TASK GOAL:
Copy out, with no changes, the lines in the records below from the one containing "request = locate the binder" through the one containing "top-left (531, 0), bottom-right (789, 61)", both included.

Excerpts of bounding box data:
☆ ☆ ☆ ☆

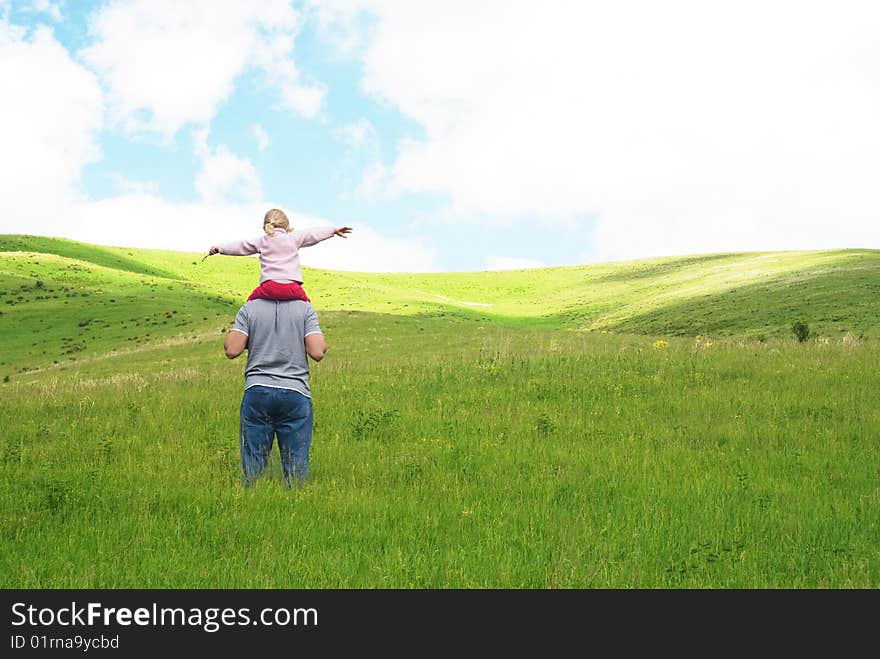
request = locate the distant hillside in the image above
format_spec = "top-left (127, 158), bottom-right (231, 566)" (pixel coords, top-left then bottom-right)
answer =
top-left (0, 235), bottom-right (880, 370)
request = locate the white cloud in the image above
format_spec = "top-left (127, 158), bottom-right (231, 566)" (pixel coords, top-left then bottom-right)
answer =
top-left (194, 129), bottom-right (263, 204)
top-left (110, 172), bottom-right (159, 195)
top-left (251, 124), bottom-right (269, 152)
top-left (33, 0), bottom-right (61, 23)
top-left (484, 256), bottom-right (547, 270)
top-left (322, 0), bottom-right (880, 258)
top-left (0, 14), bottom-right (434, 271)
top-left (336, 117), bottom-right (378, 148)
top-left (0, 20), bottom-right (103, 233)
top-left (80, 0), bottom-right (325, 136)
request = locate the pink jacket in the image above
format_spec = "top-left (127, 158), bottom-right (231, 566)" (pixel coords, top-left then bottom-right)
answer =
top-left (217, 227), bottom-right (334, 284)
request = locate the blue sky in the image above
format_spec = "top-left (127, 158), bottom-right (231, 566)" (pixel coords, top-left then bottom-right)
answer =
top-left (0, 0), bottom-right (880, 270)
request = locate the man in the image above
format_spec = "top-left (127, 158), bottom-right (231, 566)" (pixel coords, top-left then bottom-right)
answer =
top-left (223, 299), bottom-right (327, 488)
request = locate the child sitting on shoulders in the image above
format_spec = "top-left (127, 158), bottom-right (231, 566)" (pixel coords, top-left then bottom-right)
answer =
top-left (208, 208), bottom-right (351, 302)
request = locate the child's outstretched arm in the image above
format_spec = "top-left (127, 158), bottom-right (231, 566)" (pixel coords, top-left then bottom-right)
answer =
top-left (208, 238), bottom-right (260, 256)
top-left (293, 227), bottom-right (351, 247)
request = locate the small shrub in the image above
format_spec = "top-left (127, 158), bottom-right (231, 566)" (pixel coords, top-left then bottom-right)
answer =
top-left (791, 320), bottom-right (810, 343)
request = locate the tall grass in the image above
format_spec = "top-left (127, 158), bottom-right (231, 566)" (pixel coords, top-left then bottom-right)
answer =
top-left (0, 320), bottom-right (880, 588)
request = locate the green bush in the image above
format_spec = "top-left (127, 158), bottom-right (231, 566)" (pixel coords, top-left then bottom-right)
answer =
top-left (791, 320), bottom-right (810, 343)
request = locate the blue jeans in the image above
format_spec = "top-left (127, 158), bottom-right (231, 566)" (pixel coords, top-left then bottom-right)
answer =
top-left (239, 385), bottom-right (312, 488)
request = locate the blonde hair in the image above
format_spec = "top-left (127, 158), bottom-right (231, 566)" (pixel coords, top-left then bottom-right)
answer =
top-left (263, 208), bottom-right (290, 236)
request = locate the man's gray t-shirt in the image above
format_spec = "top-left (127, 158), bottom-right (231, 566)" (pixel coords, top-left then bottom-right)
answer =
top-left (232, 298), bottom-right (321, 396)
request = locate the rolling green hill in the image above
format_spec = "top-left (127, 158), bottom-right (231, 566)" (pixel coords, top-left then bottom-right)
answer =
top-left (0, 236), bottom-right (880, 588)
top-left (0, 235), bottom-right (880, 373)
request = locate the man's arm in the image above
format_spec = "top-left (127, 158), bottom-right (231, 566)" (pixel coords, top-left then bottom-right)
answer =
top-left (223, 329), bottom-right (247, 359)
top-left (306, 332), bottom-right (327, 362)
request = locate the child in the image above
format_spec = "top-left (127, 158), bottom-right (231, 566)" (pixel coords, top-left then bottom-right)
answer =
top-left (208, 208), bottom-right (351, 302)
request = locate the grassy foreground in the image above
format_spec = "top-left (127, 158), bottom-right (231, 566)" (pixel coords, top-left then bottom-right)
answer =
top-left (0, 238), bottom-right (880, 588)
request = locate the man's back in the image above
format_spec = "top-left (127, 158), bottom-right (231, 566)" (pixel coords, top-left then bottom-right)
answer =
top-left (232, 299), bottom-right (321, 396)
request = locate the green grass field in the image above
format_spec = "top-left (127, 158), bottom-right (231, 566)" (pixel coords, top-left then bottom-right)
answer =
top-left (0, 236), bottom-right (880, 588)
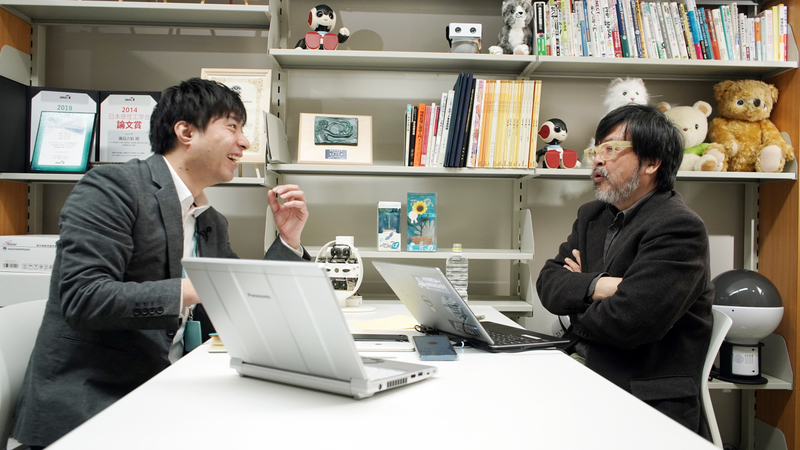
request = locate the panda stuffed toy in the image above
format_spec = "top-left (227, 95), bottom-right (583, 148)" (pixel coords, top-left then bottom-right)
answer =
top-left (295, 5), bottom-right (350, 50)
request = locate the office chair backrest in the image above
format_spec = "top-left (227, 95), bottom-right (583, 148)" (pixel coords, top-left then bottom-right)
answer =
top-left (700, 309), bottom-right (733, 448)
top-left (0, 300), bottom-right (47, 450)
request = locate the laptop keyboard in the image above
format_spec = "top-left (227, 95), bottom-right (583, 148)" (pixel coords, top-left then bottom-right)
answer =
top-left (486, 330), bottom-right (541, 345)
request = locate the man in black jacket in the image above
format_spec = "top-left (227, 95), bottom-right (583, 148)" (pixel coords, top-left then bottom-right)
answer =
top-left (536, 105), bottom-right (713, 437)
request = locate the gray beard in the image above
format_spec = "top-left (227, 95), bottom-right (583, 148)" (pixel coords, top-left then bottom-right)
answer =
top-left (594, 167), bottom-right (639, 205)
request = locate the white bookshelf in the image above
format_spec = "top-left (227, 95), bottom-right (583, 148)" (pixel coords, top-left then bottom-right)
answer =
top-left (0, 0), bottom-right (270, 29)
top-left (269, 47), bottom-right (797, 80)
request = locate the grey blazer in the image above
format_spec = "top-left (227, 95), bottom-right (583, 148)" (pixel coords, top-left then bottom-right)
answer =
top-left (536, 191), bottom-right (714, 434)
top-left (13, 155), bottom-right (308, 446)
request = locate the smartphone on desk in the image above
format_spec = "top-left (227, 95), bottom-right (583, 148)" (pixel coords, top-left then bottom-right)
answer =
top-left (353, 333), bottom-right (414, 352)
top-left (414, 335), bottom-right (458, 361)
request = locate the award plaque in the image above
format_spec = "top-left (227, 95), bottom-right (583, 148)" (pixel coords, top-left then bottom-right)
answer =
top-left (29, 88), bottom-right (97, 162)
top-left (200, 69), bottom-right (272, 164)
top-left (297, 113), bottom-right (372, 165)
top-left (98, 94), bottom-right (156, 163)
top-left (31, 111), bottom-right (95, 173)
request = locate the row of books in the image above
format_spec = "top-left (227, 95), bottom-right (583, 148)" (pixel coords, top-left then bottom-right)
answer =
top-left (532, 0), bottom-right (789, 61)
top-left (404, 72), bottom-right (542, 169)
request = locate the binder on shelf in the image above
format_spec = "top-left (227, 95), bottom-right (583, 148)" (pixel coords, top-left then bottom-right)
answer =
top-left (0, 76), bottom-right (28, 173)
top-left (95, 91), bottom-right (161, 163)
top-left (25, 86), bottom-right (100, 171)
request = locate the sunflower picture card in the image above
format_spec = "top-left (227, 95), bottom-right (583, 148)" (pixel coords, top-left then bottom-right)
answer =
top-left (406, 192), bottom-right (436, 252)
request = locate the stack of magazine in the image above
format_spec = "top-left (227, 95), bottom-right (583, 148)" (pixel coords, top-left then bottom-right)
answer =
top-left (404, 72), bottom-right (542, 169)
top-left (531, 0), bottom-right (789, 61)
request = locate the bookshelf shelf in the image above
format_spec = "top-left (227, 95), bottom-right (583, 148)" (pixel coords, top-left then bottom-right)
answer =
top-left (272, 161), bottom-right (797, 183)
top-left (530, 56), bottom-right (797, 81)
top-left (0, 0), bottom-right (270, 30)
top-left (269, 48), bottom-right (536, 74)
top-left (270, 48), bottom-right (797, 80)
top-left (267, 164), bottom-right (535, 179)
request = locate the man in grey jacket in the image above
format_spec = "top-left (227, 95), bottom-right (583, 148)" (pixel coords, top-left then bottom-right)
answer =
top-left (13, 78), bottom-right (310, 447)
top-left (536, 105), bottom-right (713, 437)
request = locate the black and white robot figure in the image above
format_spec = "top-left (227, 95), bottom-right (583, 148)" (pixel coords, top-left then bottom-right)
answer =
top-left (536, 119), bottom-right (581, 169)
top-left (295, 5), bottom-right (350, 50)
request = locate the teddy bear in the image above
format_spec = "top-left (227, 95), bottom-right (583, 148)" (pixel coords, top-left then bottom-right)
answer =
top-left (708, 80), bottom-right (794, 172)
top-left (657, 100), bottom-right (725, 172)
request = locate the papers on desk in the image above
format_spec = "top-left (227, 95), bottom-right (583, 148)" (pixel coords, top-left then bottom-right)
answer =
top-left (350, 315), bottom-right (418, 331)
top-left (208, 333), bottom-right (228, 353)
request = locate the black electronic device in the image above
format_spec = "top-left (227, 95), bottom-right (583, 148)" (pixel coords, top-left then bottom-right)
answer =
top-left (414, 334), bottom-right (458, 361)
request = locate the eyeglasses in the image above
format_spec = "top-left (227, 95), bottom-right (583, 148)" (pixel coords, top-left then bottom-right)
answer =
top-left (586, 141), bottom-right (633, 161)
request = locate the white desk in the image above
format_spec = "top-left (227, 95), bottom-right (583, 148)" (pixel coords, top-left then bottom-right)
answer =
top-left (49, 304), bottom-right (715, 450)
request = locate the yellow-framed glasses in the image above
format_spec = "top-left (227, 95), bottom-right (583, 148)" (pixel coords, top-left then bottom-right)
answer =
top-left (586, 141), bottom-right (633, 161)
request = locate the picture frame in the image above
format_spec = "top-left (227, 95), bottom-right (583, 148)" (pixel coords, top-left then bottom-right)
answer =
top-left (31, 111), bottom-right (96, 173)
top-left (297, 113), bottom-right (372, 166)
top-left (200, 68), bottom-right (272, 164)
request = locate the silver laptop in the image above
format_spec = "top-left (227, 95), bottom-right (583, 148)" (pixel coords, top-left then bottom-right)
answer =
top-left (182, 258), bottom-right (437, 399)
top-left (372, 261), bottom-right (569, 352)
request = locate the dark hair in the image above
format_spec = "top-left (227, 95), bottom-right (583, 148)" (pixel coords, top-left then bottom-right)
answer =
top-left (150, 78), bottom-right (247, 155)
top-left (594, 104), bottom-right (683, 191)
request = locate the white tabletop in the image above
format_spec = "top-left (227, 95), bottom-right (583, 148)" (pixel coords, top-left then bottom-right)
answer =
top-left (49, 304), bottom-right (715, 450)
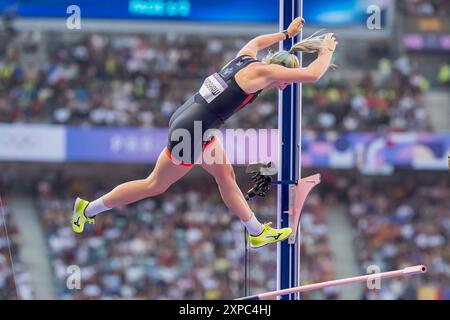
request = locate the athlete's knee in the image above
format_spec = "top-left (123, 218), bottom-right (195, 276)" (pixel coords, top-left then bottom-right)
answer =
top-left (145, 176), bottom-right (170, 196)
top-left (214, 164), bottom-right (236, 185)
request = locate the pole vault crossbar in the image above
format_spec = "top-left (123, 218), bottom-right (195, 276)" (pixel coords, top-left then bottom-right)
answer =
top-left (236, 265), bottom-right (427, 300)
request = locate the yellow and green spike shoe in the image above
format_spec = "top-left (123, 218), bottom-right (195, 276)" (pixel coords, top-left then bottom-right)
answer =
top-left (72, 198), bottom-right (94, 233)
top-left (248, 222), bottom-right (292, 248)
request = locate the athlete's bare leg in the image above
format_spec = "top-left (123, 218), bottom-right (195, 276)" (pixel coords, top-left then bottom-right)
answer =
top-left (201, 139), bottom-right (253, 221)
top-left (102, 150), bottom-right (192, 208)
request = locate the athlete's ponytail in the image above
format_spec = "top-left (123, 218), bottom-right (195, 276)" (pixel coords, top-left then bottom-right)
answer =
top-left (262, 30), bottom-right (334, 68)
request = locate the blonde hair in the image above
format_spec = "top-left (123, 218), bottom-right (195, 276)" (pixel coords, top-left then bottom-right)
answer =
top-left (261, 30), bottom-right (332, 68)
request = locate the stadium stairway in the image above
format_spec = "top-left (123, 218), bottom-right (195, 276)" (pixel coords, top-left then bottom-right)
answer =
top-left (325, 205), bottom-right (363, 300)
top-left (425, 90), bottom-right (450, 132)
top-left (9, 197), bottom-right (56, 299)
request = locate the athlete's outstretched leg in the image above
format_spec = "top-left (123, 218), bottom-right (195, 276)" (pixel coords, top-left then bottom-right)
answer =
top-left (72, 149), bottom-right (191, 233)
top-left (202, 140), bottom-right (292, 248)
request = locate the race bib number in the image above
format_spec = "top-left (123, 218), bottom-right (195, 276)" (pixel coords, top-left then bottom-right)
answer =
top-left (198, 73), bottom-right (228, 103)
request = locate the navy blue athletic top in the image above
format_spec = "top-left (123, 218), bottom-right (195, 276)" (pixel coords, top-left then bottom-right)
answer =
top-left (195, 55), bottom-right (262, 122)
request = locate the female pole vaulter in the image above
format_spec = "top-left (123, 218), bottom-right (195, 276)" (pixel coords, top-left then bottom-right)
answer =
top-left (72, 17), bottom-right (337, 248)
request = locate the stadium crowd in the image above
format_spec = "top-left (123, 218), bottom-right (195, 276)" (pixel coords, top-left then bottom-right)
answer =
top-left (34, 170), bottom-right (333, 299)
top-left (325, 171), bottom-right (450, 300)
top-left (0, 29), bottom-right (430, 131)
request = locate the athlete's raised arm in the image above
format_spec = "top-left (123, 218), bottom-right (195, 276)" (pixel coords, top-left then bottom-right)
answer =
top-left (236, 17), bottom-right (305, 58)
top-left (261, 33), bottom-right (338, 83)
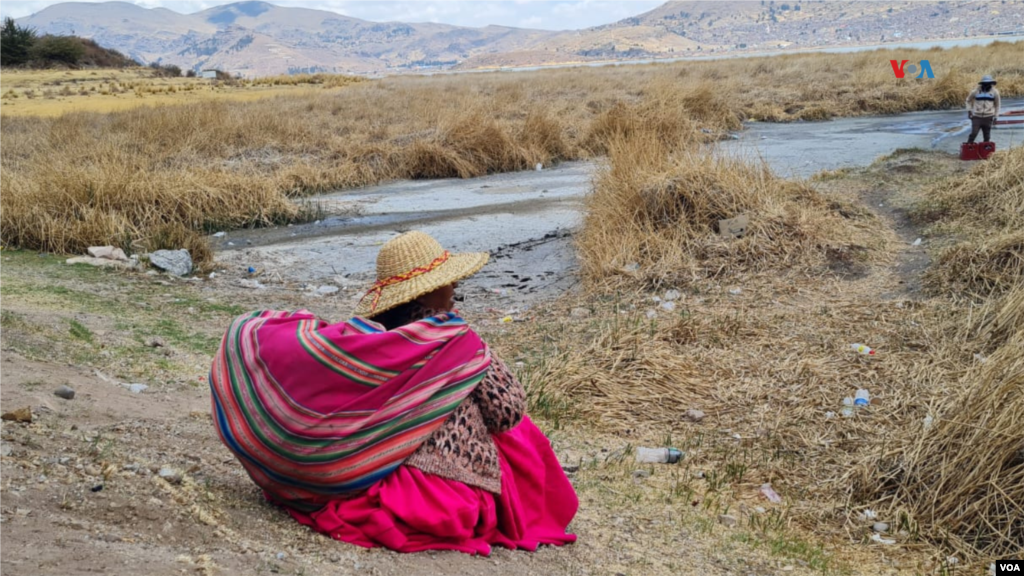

☆ ☆ ☆ ☆

SOLUTION:
request = locate the binder on shelf in the image above
format_spec = "top-left (227, 95), bottom-right (583, 148)" (pixel coords, top-left then bottom-right)
answer =
top-left (0, 76), bottom-right (28, 173)
top-left (95, 91), bottom-right (161, 163)
top-left (25, 86), bottom-right (100, 171)
request = locate the sunflower picture card in the image above
format_spec = "top-left (227, 95), bottom-right (583, 148)" (pixel coords, top-left then bottom-right)
answer =
top-left (406, 192), bottom-right (436, 252)
request = locate the stack of magazine in the image above
format_spec = "top-left (227, 95), bottom-right (583, 148)" (pixel coords, top-left then bottom-right)
answer =
top-left (404, 72), bottom-right (542, 169)
top-left (531, 0), bottom-right (789, 61)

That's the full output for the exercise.